* [Goal of the exercise]
Nothing but the lines from the one that contains "Target: arcade of pointed arches" to the end of the records should be printed, both ends included, exactly as given.

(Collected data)
——————————
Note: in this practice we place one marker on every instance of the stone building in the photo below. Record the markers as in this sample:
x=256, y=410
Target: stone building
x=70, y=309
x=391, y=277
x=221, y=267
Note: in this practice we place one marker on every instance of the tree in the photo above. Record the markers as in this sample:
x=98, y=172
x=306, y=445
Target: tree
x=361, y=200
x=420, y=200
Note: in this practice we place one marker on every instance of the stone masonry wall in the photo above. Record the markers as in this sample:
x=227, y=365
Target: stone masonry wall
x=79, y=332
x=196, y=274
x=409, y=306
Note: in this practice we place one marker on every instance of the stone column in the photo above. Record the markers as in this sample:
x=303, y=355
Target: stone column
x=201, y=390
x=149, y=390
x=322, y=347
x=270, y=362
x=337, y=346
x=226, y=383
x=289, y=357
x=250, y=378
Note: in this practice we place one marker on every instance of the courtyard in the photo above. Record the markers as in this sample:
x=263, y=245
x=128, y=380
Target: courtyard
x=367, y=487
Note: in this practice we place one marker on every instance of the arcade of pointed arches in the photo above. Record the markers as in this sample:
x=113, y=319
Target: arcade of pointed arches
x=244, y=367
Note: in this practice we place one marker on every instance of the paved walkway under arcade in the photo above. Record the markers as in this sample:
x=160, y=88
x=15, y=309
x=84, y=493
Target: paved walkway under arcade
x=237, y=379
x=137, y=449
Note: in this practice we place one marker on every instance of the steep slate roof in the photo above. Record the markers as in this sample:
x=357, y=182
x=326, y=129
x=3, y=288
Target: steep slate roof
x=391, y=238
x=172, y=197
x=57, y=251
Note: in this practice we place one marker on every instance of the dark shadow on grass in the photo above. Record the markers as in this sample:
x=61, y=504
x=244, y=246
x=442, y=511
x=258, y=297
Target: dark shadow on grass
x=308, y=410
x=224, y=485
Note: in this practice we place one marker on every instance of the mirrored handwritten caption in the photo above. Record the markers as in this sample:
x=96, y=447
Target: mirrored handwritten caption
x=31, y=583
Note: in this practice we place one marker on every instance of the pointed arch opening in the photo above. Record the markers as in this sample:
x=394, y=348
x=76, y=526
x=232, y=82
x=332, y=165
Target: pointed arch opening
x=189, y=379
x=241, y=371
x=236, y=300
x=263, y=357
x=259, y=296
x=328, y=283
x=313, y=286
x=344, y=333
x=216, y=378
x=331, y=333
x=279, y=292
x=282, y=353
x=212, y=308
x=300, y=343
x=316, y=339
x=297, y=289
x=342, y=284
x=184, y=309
——————————
* [Reply to the task]
Target: arcade of pointed arches
x=244, y=367
Note: in this practice we place one marker on every instance of the paved walkway under arcade in the photo above. Record the markers as in this sample:
x=160, y=88
x=15, y=309
x=84, y=493
Target: paved walkway under arcade
x=237, y=379
x=137, y=449
Note: in this practice we place one marker on every instance of the steep slate roof in the photo above. Record the markers as in this sample:
x=357, y=182
x=326, y=129
x=3, y=288
Target: steep slate roof
x=391, y=238
x=172, y=197
x=57, y=251
Note: in this practice we place one marker on every instance of the dark shadow on grass in the photo above. Record the markers as in this sample:
x=61, y=504
x=244, y=246
x=442, y=511
x=258, y=297
Target: dark shadow on grass
x=308, y=410
x=224, y=485
Note: in this practice we place one marker on every instance of the mirrored handwritten caption in the photo above. Record the markers as in this sample:
x=96, y=447
Target: mirrored handwritten caption
x=31, y=583
Note: in this practice we place one marker on every instance of the pointed arch opening in the photo above. Record the markers as in this sample:
x=394, y=348
x=76, y=526
x=232, y=82
x=332, y=165
Target: pointed arch opening
x=189, y=379
x=241, y=371
x=236, y=300
x=263, y=357
x=259, y=296
x=328, y=283
x=313, y=286
x=344, y=333
x=216, y=378
x=331, y=333
x=279, y=292
x=282, y=353
x=212, y=308
x=300, y=343
x=316, y=339
x=297, y=289
x=342, y=284
x=184, y=309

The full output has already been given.